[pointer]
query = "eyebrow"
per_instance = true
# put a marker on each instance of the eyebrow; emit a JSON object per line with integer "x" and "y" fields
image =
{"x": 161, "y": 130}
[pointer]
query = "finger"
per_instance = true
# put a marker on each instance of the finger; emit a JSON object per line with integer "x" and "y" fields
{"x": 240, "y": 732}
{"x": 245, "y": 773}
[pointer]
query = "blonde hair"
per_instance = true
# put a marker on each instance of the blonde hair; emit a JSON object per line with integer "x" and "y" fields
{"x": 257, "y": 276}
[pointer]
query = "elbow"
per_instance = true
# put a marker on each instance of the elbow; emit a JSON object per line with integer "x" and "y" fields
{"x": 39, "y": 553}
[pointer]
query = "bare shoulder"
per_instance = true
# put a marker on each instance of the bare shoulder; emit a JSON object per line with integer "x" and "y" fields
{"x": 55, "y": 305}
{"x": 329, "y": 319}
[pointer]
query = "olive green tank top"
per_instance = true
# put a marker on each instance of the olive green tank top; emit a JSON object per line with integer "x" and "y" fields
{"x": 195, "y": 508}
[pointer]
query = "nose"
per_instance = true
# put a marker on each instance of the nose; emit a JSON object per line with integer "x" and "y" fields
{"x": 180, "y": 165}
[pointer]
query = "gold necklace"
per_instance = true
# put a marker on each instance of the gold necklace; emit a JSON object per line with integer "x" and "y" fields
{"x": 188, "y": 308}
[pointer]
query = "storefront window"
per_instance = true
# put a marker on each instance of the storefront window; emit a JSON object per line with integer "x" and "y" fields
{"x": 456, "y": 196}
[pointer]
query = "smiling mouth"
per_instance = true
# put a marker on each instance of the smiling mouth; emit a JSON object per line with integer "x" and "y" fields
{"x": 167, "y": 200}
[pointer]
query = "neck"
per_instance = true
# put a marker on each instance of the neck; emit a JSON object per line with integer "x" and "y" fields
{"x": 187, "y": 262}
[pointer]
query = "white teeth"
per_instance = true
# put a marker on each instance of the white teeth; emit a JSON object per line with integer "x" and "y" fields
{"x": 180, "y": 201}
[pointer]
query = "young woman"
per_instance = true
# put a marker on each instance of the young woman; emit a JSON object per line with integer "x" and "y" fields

---

● **Task to carry out**
Every line of the material above should be repeated exactly.

● **Exercise response**
[pointer]
query = "eyebrow"
per_instance = true
# put a marker on each instance of the eyebrow; emit a JSON object per line with integer "x" and "y" fields
image =
{"x": 161, "y": 130}
[pointer]
query = "finger"
per_instance = true
# put a marker on each instance of the finger; emit a JSON object per line with integer "x" and "y" fields
{"x": 240, "y": 732}
{"x": 245, "y": 773}
[pointer]
query = "blonde hair"
per_instance = true
# put a marker on each instance of the blonde hair; emit a JSON object per line with integer "x" and "y" fields
{"x": 257, "y": 276}
[pointer]
query = "elbow"
per_instance = true
# put a marker on each instance of the elbow; emit a JSON object per line with integer "x" and "y" fields
{"x": 39, "y": 553}
[pointer]
query = "bare shoulder"
per_instance = true
# put a marker on each instance of the bare shoulder; emit a JSON object per line with integer "x" and "y" fields
{"x": 55, "y": 305}
{"x": 329, "y": 319}
[pointer]
query = "olive green tank top"
per_instance = true
# put a marker on each instance of the olive green tank top; emit a JSON object per line with integer "x" and "y" fields
{"x": 195, "y": 508}
[pointer]
query = "nose"
per_instance = true
# put a marker on each instance of the nose; emit a JSON object per line with integer "x" and "y" fields
{"x": 180, "y": 165}
[pointer]
query = "gold necklace"
per_instance = true
# put a marker on each instance of the gold necklace; emit a JSON object per line with integer "x" and "y" fields
{"x": 188, "y": 308}
[pointer]
query = "storefront window"
per_instance = true
# put a marker on each instance of the storefront window; emit a JSON object per line with integer "x" and "y" fields
{"x": 456, "y": 196}
[pointer]
query = "smiling mouth"
per_instance = true
# put a marker on each instance of the smiling mouth; emit a JSON object per line with integer "x" and "y" fields
{"x": 167, "y": 200}
[pointer]
query = "neck"
per_instance = true
# put a marker on each instance of the neck; emit a JSON object per line with integer "x" and "y" fields
{"x": 187, "y": 262}
[pointer]
query = "white teeth"
per_instance = true
# put a marker on each instance of the white teeth; emit a JSON object per line with integer "x" and "y" fields
{"x": 180, "y": 201}
[pointer]
query = "young woman"
per_instance = true
# put a marker on each instance of the young woman; emit a JSON object per line with integer "x" and "y" fields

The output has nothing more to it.